EXERCISE GOAL: Every record must appear in the response exactly as given.
─── PROVIDED DATA
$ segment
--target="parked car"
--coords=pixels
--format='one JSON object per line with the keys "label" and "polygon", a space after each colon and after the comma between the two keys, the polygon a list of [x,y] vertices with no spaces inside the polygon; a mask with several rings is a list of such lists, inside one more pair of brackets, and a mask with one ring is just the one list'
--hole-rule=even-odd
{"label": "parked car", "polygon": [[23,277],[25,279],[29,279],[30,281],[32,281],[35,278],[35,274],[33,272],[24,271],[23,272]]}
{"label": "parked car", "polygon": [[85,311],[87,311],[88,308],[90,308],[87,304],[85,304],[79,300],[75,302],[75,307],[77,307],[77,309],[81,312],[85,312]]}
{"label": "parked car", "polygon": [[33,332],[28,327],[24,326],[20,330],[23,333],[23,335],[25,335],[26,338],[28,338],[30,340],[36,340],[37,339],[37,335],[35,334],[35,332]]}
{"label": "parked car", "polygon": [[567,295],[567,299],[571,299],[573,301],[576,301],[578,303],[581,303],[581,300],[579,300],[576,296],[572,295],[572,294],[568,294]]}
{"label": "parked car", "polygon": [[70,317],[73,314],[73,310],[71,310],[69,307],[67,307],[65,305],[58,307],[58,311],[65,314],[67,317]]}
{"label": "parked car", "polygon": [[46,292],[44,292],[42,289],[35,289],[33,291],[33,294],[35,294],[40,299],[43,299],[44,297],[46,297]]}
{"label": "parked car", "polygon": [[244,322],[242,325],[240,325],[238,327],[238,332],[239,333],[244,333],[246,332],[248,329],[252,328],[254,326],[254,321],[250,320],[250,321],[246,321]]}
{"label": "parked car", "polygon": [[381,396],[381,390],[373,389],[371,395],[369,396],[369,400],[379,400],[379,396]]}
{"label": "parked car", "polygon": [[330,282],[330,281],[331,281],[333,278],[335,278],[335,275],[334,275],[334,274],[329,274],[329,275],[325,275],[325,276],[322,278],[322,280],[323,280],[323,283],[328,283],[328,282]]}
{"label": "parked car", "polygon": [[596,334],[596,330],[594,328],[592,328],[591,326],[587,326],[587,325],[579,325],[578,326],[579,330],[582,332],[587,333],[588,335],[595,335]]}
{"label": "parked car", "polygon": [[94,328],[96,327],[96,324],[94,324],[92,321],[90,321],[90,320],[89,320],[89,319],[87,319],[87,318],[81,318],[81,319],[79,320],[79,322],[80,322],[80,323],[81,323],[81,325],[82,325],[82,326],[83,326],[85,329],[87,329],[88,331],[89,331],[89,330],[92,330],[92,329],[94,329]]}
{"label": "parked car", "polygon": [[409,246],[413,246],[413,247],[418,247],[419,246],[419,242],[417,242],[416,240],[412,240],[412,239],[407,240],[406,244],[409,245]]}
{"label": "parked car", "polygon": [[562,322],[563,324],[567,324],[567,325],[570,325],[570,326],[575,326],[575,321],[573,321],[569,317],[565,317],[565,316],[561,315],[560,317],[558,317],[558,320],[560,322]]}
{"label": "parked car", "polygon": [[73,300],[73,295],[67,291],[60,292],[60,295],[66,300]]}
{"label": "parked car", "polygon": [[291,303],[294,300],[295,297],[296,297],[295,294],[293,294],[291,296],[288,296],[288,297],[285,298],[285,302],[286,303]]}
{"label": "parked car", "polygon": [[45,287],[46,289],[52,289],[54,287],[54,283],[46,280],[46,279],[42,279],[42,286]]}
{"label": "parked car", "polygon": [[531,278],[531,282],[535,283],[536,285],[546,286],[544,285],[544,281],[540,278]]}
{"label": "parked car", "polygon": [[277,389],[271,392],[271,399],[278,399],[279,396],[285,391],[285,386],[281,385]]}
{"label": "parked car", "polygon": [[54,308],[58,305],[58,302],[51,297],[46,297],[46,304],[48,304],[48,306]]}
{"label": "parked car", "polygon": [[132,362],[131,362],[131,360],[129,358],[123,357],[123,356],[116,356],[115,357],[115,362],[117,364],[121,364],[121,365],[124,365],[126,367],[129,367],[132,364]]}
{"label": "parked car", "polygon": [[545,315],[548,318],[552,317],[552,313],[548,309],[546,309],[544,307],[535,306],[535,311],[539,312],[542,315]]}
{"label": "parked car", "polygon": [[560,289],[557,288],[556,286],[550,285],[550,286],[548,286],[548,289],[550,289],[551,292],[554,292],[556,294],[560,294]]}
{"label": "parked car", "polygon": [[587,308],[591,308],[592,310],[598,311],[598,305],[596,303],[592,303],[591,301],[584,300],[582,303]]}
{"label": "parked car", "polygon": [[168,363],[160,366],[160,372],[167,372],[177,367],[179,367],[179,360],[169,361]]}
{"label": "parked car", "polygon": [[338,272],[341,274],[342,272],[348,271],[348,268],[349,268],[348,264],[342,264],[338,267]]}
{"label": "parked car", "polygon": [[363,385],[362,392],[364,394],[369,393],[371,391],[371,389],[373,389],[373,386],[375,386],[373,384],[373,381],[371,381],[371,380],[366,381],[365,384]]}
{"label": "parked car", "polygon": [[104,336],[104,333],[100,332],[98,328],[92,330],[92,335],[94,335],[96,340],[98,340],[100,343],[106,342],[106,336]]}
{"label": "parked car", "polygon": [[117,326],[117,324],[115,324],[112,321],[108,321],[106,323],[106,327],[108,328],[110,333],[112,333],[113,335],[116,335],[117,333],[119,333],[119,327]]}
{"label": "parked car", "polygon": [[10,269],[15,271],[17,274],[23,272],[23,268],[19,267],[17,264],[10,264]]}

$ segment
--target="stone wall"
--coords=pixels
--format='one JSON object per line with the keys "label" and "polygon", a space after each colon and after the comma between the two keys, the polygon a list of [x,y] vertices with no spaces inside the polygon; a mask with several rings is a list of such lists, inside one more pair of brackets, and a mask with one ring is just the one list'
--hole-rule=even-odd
──────
TASK RESPONSE:
$ segment
--target="parked car"
--coords=pixels
--format='one JSON object per line with the keys "label" and "polygon", a space after each colon and after the comma between the two keys, the polygon a list of [x,y] vertices with no spaces inside the polygon; a mask with several rings is a list of such lists, inside one more pair of brackets, and a mask with one ring is just the one list'
--hole-rule=even-odd
{"label": "parked car", "polygon": [[23,277],[25,279],[29,279],[30,281],[32,281],[35,278],[35,274],[33,272],[24,271],[23,272]]}
{"label": "parked car", "polygon": [[85,311],[87,311],[88,308],[90,308],[87,304],[85,304],[79,300],[75,302],[75,307],[77,307],[77,309],[81,312],[85,312]]}
{"label": "parked car", "polygon": [[33,332],[28,327],[24,326],[20,330],[23,333],[23,335],[25,335],[26,338],[28,338],[30,340],[36,340],[37,339],[37,335],[35,334],[35,332]]}
{"label": "parked car", "polygon": [[567,295],[567,299],[571,299],[573,301],[576,301],[578,303],[581,303],[581,300],[579,300],[576,296],[572,295],[572,294],[568,294]]}
{"label": "parked car", "polygon": [[70,317],[73,314],[73,310],[71,310],[69,307],[67,307],[65,305],[58,307],[58,311],[65,314],[67,317]]}
{"label": "parked car", "polygon": [[46,292],[44,292],[42,289],[35,289],[33,291],[33,294],[35,294],[40,299],[43,299],[44,297],[46,297]]}
{"label": "parked car", "polygon": [[244,322],[242,325],[240,325],[238,327],[238,332],[239,333],[244,333],[246,332],[248,329],[252,328],[254,326],[254,321],[250,320],[250,321],[246,321]]}
{"label": "parked car", "polygon": [[381,396],[381,390],[373,389],[371,395],[369,396],[369,400],[379,400],[379,396]]}
{"label": "parked car", "polygon": [[330,282],[330,281],[331,281],[333,278],[335,278],[335,275],[334,275],[334,274],[329,274],[329,275],[325,275],[325,276],[322,278],[322,280],[323,280],[323,283],[328,283],[328,282]]}
{"label": "parked car", "polygon": [[596,334],[596,330],[594,328],[592,328],[591,326],[587,326],[587,325],[579,325],[578,326],[579,330],[582,332],[587,333],[588,335],[595,335]]}
{"label": "parked car", "polygon": [[94,328],[96,327],[96,324],[94,324],[92,321],[90,321],[90,320],[89,320],[89,319],[87,319],[87,318],[81,318],[81,319],[79,320],[79,322],[80,322],[80,323],[81,323],[81,325],[82,325],[82,326],[83,326],[85,329],[87,329],[88,331],[89,331],[89,330],[92,330],[92,329],[94,329]]}
{"label": "parked car", "polygon": [[409,246],[413,246],[413,247],[418,247],[419,246],[419,242],[417,242],[416,240],[412,240],[412,239],[407,240],[406,244],[409,245]]}
{"label": "parked car", "polygon": [[562,322],[563,324],[567,324],[567,325],[570,325],[570,326],[575,326],[575,321],[573,321],[569,317],[565,317],[565,316],[561,315],[560,317],[558,317],[558,320],[560,322]]}
{"label": "parked car", "polygon": [[73,300],[73,295],[67,291],[60,292],[60,295],[66,300]]}
{"label": "parked car", "polygon": [[291,303],[294,300],[295,297],[296,297],[295,294],[293,294],[291,296],[288,296],[288,297],[285,298],[285,302],[286,303]]}
{"label": "parked car", "polygon": [[45,287],[46,289],[52,289],[54,287],[54,283],[46,280],[46,279],[42,279],[42,286]]}
{"label": "parked car", "polygon": [[531,278],[531,282],[535,283],[536,285],[546,286],[544,285],[544,281],[540,278]]}
{"label": "parked car", "polygon": [[277,389],[271,392],[271,399],[278,399],[279,396],[285,391],[285,386],[281,385]]}
{"label": "parked car", "polygon": [[54,308],[58,305],[58,302],[51,297],[46,297],[46,304],[48,304],[48,306]]}
{"label": "parked car", "polygon": [[132,362],[131,362],[131,360],[129,358],[123,357],[123,356],[116,356],[115,357],[115,362],[117,364],[121,364],[121,365],[124,365],[126,367],[129,367],[132,364]]}
{"label": "parked car", "polygon": [[545,315],[548,318],[552,317],[552,313],[548,309],[546,309],[544,307],[535,306],[535,311],[539,312],[542,315]]}
{"label": "parked car", "polygon": [[560,289],[557,288],[556,286],[550,285],[550,286],[548,286],[548,289],[550,289],[551,292],[554,292],[556,294],[560,294]]}
{"label": "parked car", "polygon": [[587,308],[591,308],[592,310],[598,311],[598,305],[596,303],[592,303],[591,301],[584,300],[582,303]]}
{"label": "parked car", "polygon": [[168,363],[160,366],[160,372],[167,372],[177,367],[179,367],[179,360],[169,361]]}
{"label": "parked car", "polygon": [[338,272],[341,274],[342,272],[348,271],[348,268],[349,268],[348,264],[342,264],[338,267]]}
{"label": "parked car", "polygon": [[363,385],[362,392],[364,394],[369,393],[371,391],[371,389],[373,389],[373,386],[375,386],[373,384],[373,381],[371,381],[371,380],[366,381],[365,384]]}
{"label": "parked car", "polygon": [[104,336],[104,333],[100,332],[98,328],[92,330],[92,335],[94,335],[96,340],[98,340],[100,343],[106,342],[106,336]]}
{"label": "parked car", "polygon": [[117,326],[117,324],[115,324],[112,321],[108,321],[106,323],[106,327],[108,328],[110,333],[112,333],[113,335],[116,335],[117,333],[119,333],[119,327]]}
{"label": "parked car", "polygon": [[10,269],[15,271],[17,274],[23,272],[23,268],[19,267],[17,264],[10,264]]}

$ segment
--target="stone wall"
--coords=pixels
--format='one JSON object per line with the keys "label" and "polygon", a space after each colon and after the comma between the two keys, the polygon a list of [x,y] vertices with no spaces inside the polygon; a mask with several rings is a list of such lists, inside one more pair of brackets, and a mask with one ring is just the one list'
--hole-rule=even-odd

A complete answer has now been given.